[Start of Attachment]

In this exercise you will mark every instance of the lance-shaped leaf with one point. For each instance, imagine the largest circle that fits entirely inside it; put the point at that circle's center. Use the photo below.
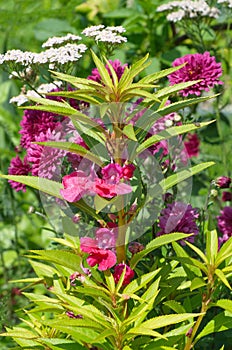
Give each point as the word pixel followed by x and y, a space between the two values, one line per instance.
pixel 170 132
pixel 154 244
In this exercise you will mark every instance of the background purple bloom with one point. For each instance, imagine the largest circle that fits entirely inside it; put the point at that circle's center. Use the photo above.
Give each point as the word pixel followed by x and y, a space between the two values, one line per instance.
pixel 178 217
pixel 198 66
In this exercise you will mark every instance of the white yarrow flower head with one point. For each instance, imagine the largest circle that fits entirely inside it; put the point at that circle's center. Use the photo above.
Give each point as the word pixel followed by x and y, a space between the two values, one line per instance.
pixel 58 41
pixel 106 34
pixel 226 2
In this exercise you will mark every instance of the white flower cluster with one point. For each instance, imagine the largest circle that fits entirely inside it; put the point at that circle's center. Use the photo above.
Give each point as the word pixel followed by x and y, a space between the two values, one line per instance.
pixel 57 41
pixel 227 2
pixel 106 34
pixel 41 90
pixel 188 9
pixel 61 55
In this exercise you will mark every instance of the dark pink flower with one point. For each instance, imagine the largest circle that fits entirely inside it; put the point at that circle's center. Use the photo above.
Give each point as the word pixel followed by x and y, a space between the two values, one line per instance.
pixel 104 258
pixel 18 167
pixel 192 143
pixel 135 247
pixel 178 217
pixel 108 190
pixel 225 223
pixel 117 66
pixel 223 182
pixel 76 185
pixel 112 173
pixel 128 171
pixel 118 270
pixel 226 196
pixel 198 66
pixel 105 237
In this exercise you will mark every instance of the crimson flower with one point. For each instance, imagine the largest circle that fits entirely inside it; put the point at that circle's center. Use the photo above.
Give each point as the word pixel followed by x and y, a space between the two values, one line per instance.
pixel 118 270
pixel 198 66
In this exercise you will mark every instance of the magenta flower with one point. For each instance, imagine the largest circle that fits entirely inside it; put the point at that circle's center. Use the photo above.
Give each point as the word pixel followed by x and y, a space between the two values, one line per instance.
pixel 226 196
pixel 117 66
pixel 108 190
pixel 118 270
pixel 225 223
pixel 192 143
pixel 104 258
pixel 178 217
pixel 128 171
pixel 112 173
pixel 76 185
pixel 223 182
pixel 18 167
pixel 105 237
pixel 198 66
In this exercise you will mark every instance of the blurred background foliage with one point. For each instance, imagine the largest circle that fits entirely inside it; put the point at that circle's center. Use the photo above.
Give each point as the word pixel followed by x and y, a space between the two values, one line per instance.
pixel 25 24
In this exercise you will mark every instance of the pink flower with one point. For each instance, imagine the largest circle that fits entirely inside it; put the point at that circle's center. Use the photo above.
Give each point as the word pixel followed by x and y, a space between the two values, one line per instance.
pixel 128 171
pixel 108 190
pixel 104 258
pixel 178 217
pixel 192 143
pixel 117 66
pixel 223 182
pixel 105 237
pixel 198 66
pixel 226 196
pixel 18 167
pixel 112 173
pixel 76 185
pixel 225 223
pixel 118 270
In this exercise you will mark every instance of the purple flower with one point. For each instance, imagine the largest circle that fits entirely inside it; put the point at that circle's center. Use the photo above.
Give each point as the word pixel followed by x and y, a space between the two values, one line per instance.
pixel 18 167
pixel 198 66
pixel 223 182
pixel 46 161
pixel 192 143
pixel 34 123
pixel 226 196
pixel 118 270
pixel 225 223
pixel 117 66
pixel 178 217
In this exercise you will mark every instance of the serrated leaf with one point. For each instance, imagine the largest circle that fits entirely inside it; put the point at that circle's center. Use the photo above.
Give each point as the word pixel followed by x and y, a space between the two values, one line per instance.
pixel 222 277
pixel 154 244
pixel 168 133
pixel 224 252
pixel 219 323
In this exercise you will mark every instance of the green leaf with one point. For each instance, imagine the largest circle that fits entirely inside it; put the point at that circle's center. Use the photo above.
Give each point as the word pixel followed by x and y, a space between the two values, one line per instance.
pixel 197 283
pixel 73 148
pixel 157 75
pixel 224 252
pixel 60 257
pixel 140 282
pixel 154 244
pixel 47 186
pixel 222 277
pixel 168 133
pixel 219 323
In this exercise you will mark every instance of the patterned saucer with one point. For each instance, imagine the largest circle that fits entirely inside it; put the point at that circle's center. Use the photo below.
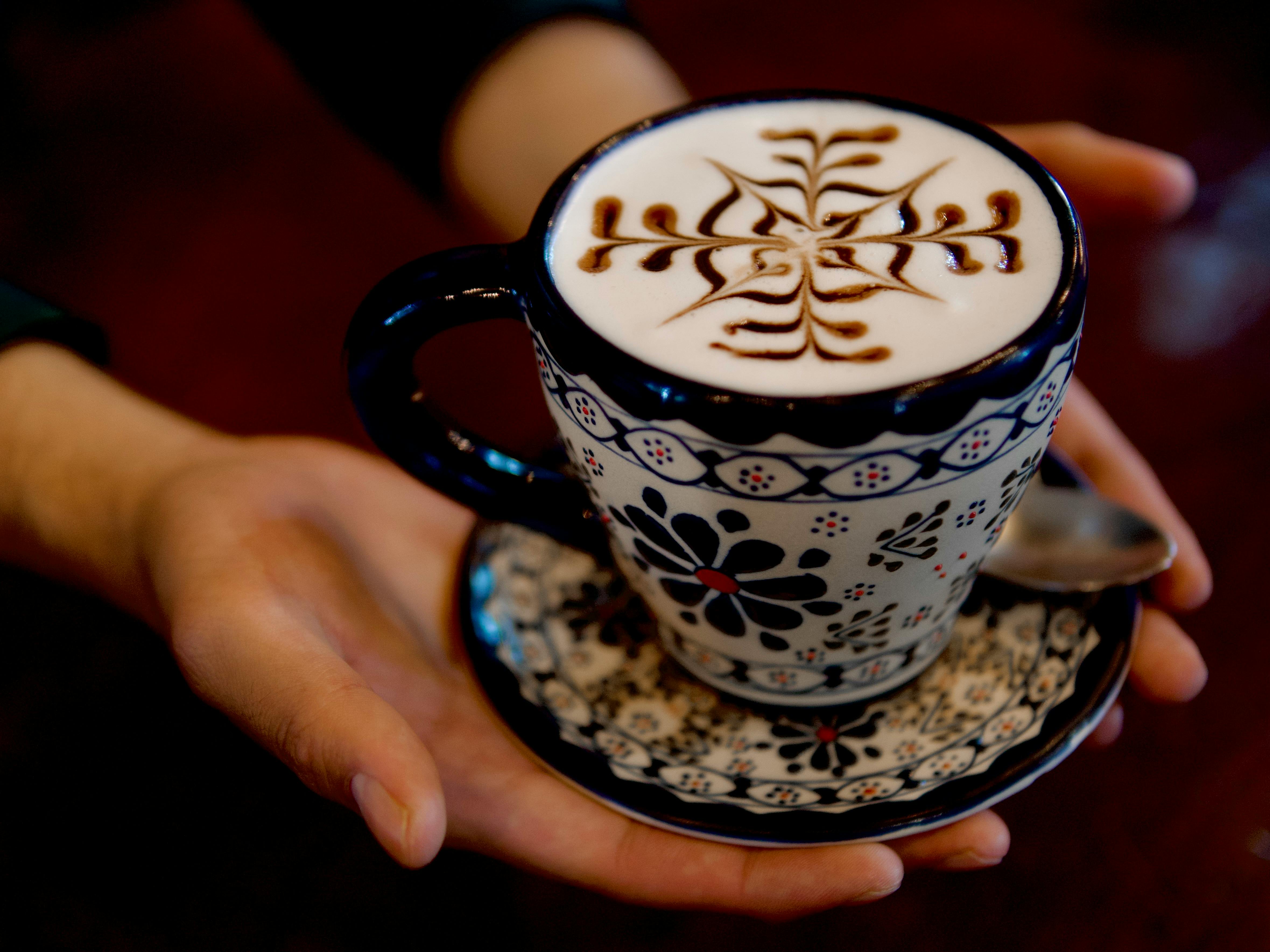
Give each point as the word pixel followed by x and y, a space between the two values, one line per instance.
pixel 573 664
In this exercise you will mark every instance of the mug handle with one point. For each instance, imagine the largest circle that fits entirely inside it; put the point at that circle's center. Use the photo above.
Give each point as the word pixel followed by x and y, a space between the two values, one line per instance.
pixel 399 317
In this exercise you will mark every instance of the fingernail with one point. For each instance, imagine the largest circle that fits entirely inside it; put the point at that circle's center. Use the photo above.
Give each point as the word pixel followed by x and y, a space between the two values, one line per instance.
pixel 969 860
pixel 407 837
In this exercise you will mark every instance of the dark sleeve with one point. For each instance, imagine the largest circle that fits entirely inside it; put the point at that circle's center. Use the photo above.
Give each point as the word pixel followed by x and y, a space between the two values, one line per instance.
pixel 393 69
pixel 27 318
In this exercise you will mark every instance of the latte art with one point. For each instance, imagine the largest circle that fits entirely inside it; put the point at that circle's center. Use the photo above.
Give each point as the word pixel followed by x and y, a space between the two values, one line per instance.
pixel 807 248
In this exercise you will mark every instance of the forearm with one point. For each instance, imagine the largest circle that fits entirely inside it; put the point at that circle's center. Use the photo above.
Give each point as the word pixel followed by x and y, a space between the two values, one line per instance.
pixel 548 98
pixel 79 455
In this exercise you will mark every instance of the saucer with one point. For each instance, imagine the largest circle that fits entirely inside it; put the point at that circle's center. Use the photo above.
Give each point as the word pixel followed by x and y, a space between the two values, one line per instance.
pixel 572 663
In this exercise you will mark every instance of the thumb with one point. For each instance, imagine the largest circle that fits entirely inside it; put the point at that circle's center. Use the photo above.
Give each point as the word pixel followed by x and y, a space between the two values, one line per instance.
pixel 298 699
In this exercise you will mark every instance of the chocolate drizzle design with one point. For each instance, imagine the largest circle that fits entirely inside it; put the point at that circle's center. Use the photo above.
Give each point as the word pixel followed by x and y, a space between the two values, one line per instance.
pixel 798 242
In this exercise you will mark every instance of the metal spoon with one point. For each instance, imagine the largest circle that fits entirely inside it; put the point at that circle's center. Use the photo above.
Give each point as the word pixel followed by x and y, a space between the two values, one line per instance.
pixel 1066 540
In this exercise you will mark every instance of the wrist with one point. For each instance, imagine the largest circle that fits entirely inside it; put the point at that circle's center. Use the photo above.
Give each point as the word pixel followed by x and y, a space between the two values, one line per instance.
pixel 80 458
pixel 547 98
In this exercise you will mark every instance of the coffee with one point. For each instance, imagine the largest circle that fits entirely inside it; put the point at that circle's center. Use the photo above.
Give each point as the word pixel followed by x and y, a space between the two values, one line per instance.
pixel 806 248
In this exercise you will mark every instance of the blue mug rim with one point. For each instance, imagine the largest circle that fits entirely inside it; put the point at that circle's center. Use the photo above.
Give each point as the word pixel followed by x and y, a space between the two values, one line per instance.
pixel 923 408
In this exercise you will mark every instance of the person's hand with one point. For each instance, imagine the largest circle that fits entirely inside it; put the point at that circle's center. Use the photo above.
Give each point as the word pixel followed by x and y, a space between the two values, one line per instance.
pixel 1113 181
pixel 307 591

[End of Attachment]

Give the preceding data back exactly, minus every picture.

In this exercise you will mark every instance of the lance-shaped leaf with one point. For each instance, imagine the largest circle that fits entirely inside it; put the point at that circle's center. Use the photo below.
Give each point as the word pixel followed by x and y, a space between the two values, one line per instance.
pixel 170 132
pixel 154 244
In this exercise you will mark every instance of the background purple bloom with one point. For each instance, imagine the largest circle that fits entirely inside it; put the point at that circle's center. Use the photo above.
Give each point as the word pixel followed by x and y, a space between the two values, one line per instance.
pixel 178 217
pixel 198 66
In this exercise you will mark every instance of the white yarrow flower head with one point. For each instance, imagine the largest circle that fits entirely inside it; put the point at that circle's center. Use the photo above.
Give each point as the word pixel followed by x and y, a space between the two values, one line per instance.
pixel 58 41
pixel 106 34
pixel 226 2
In this exercise you will mark every instance of the white flower cluster with one point. For each instance, imagine the largest circle that fits entirely inside it; put the point at that circle's center. Use the photo above.
Give each point as the word pixel followed by x and y, a space between the two values, one line per instance.
pixel 57 41
pixel 227 2
pixel 106 34
pixel 41 90
pixel 188 9
pixel 61 55
In this exercise you will mark every instance of the dark pink flower with one point. For each instance, imagine the largest circle that fits entirely inside it; put the point at that circle's center. Use the photo above.
Give each point as the word pixel followed by x and y, a space between the two values, one line per instance.
pixel 104 258
pixel 18 167
pixel 192 143
pixel 135 247
pixel 178 217
pixel 108 190
pixel 225 223
pixel 117 66
pixel 223 182
pixel 76 185
pixel 112 173
pixel 128 171
pixel 118 270
pixel 226 196
pixel 198 66
pixel 105 237
In this exercise you will mark every instance of the crimson flower with one point. For each instance, imagine the largest circle that fits entirely inside it; put the point at that circle's center. Use the photo above.
Give each point as the word pixel followed by x and y, a space between the two values, one line per instance.
pixel 118 270
pixel 198 66
In this exercise you will mark every instance of the magenta flower with one point. For each instance, imagine the largest circle that fits entirely inside it; put the point at that circle's center. Use the photo above.
Give each point as the word pixel followed by x and y, a space between the two values, one line per instance.
pixel 226 196
pixel 117 66
pixel 108 190
pixel 118 270
pixel 225 223
pixel 192 143
pixel 104 258
pixel 178 217
pixel 128 171
pixel 112 173
pixel 76 185
pixel 223 182
pixel 18 167
pixel 105 237
pixel 198 66
In this exercise you will mark every instance of the blurred background foliage with one point. For each instance, imagine the largest circle that fits entirely inside it; put the point at that circle's center. Use the photo above.
Give each point as the word pixel followed by x and y, a space between the two values, one line per instance.
pixel 25 24
In this exercise you will mark every instance of the pink flower with one point. For each instance, imagine the largest circle that fits entirely inside it; put the point at that circle's center. Use the photo above.
Give each point as the word pixel followed by x and y, a space between the two values, one line per instance.
pixel 128 171
pixel 108 190
pixel 104 258
pixel 178 217
pixel 192 143
pixel 117 66
pixel 223 182
pixel 105 237
pixel 198 66
pixel 226 196
pixel 18 167
pixel 112 173
pixel 76 185
pixel 225 223
pixel 118 270
In this exercise you will mark every instance of the purple flower with one point. For each instance, imagine the largest circle that fits entirely inside it; put the point at that circle's center. Use the photo above.
Give each point as the word pixel followed by x and y, a space between the two values, one line per instance.
pixel 18 167
pixel 198 66
pixel 223 182
pixel 46 161
pixel 192 143
pixel 34 123
pixel 226 196
pixel 118 270
pixel 225 223
pixel 117 66
pixel 178 217
In this exercise you will mark every instance of the serrated leaf with one point. For each instance, imagine the largest circle that fits entirely inside it; put the point at that circle's center. Use the photo above.
Give each point as the word pixel followed by x and y, a space between the two values, one line per instance.
pixel 222 277
pixel 154 244
pixel 168 133
pixel 224 252
pixel 219 323
In this exercise you will mark every instance of the green leaf with one point. For each instance, imagine the largest circle that fits entirely inside it; put the point at that circle's center. Use the photo above.
Give each point as the word pixel followed by x and y, a space between the two values, one line per instance.
pixel 197 283
pixel 73 148
pixel 157 75
pixel 224 252
pixel 60 257
pixel 140 282
pixel 154 244
pixel 47 186
pixel 222 277
pixel 168 133
pixel 219 323
In this exercise you will mark every instance of the patterned saucer with one point. For each instance, imagine the largest circle that fits entirely inside it; put the point at that circle's center. Use the photo below.
Give each point as the word pixel followed by x and y, a space between the two values, one line per instance.
pixel 573 664
In this exercise you will mark every instance of the mug handle with one point. For each instance, imagine the largest circle that fits entirely inside it; put the point at that circle's center. Use the photo above.
Give each point as the word pixel followed by x and y, a space between the two values, one line per instance.
pixel 399 317
In this exercise you will mark every instance of the fingernail with one point. For each instance, imagine the largest circle that fits entirely inside it; put the point at that circle's center. Use the photo above.
Give each point as the word pixel followed by x and y, a space between the two values, one line per instance.
pixel 969 860
pixel 407 837
In this exercise you will mark every instance of the dark sleeve with one point. For each instance, imagine the largest circle that fits entirely inside it; put the point at that circle's center. Use the photo above.
Give each point as the word pixel followed by x and y, a space between the two values, one line per instance.
pixel 393 69
pixel 27 318
In this exercise you will mark every instance of the latte art with one point. For each instance, imagine the largest circle that fits entirely inside it; put the point at that circle's center. Use the photo above.
Give each point as the word pixel followed by x and y, a space between the two values, one line per instance.
pixel 807 248
In this exercise you will mark every instance of the forearm with one point. For each instance, imagine the largest circle that fits entirely inside it; put the point at that circle's center. Use the photo above.
Give each point as the word pixel followed by x and y, a space between the two values, one line per instance.
pixel 548 98
pixel 79 455
In this exercise you will mark every instance of the saucer with one point. For each instance, imagine the largest circle that fits entirely inside it; put the point at that circle's center. Use the photo above.
Give each point as the word pixel followed by x and y, a space between the two values, one line per instance.
pixel 572 663
In this exercise you will mark every instance of the thumb with one point. For each instance, imagine the largest circle that fits entirely inside it; put the point at that circle's center. Use the photo above.
Give each point as the word pixel followed by x and y, a space between the two values, one line per instance.
pixel 298 699
In this exercise you will mark every instance of the chocolate drizzle design with one point. For each instance, imagine the largest circle that fits entirely inside it; put the point at that circle's center. Use the photo above.
Give each point as the word pixel followed by x and y, a space between the two values, one line per instance.
pixel 798 242
In this exercise you will mark every instance of the metal spoon with one point. For each instance, imagine the largest circle that fits entirely inside it; put the point at that circle's center. Use the photo above.
Give each point as the word pixel followed by x and y, a space between the two values, one line per instance.
pixel 1066 540
In this exercise you will mark every instance of the wrist with one point. For each instance, imagine the largest circle that fits entirely inside it; put the point at that circle's center. Use the photo above.
Give each point as the word pixel followed by x and y, a space between the two values, one line per instance.
pixel 80 458
pixel 547 98
In this exercise you will mark every instance of the coffee with one point. For each instance, imagine the largest circle that fits entirely inside it; put the point at that circle's center. Use the photo above.
Give each point as the word pixel followed by x and y, a space between the two values, one line per instance.
pixel 806 248
In this exercise you will mark every instance of the blue mug rim with one point. For each instance, imagine the largest circle that fits entirely inside it; put the point at that circle's center. Use the photo above.
Give each point as the word pixel followed by x and y, a space between the two values, one line per instance.
pixel 923 408
In this exercise you will mark every instance of the person's hand with one point. For each instance, imagine the largest circle that fits entirely inside it; put the point at that circle's center. Use the photo above.
Give each point as the word pixel followed by x and y, a space between the two values, one line per instance.
pixel 1113 181
pixel 307 591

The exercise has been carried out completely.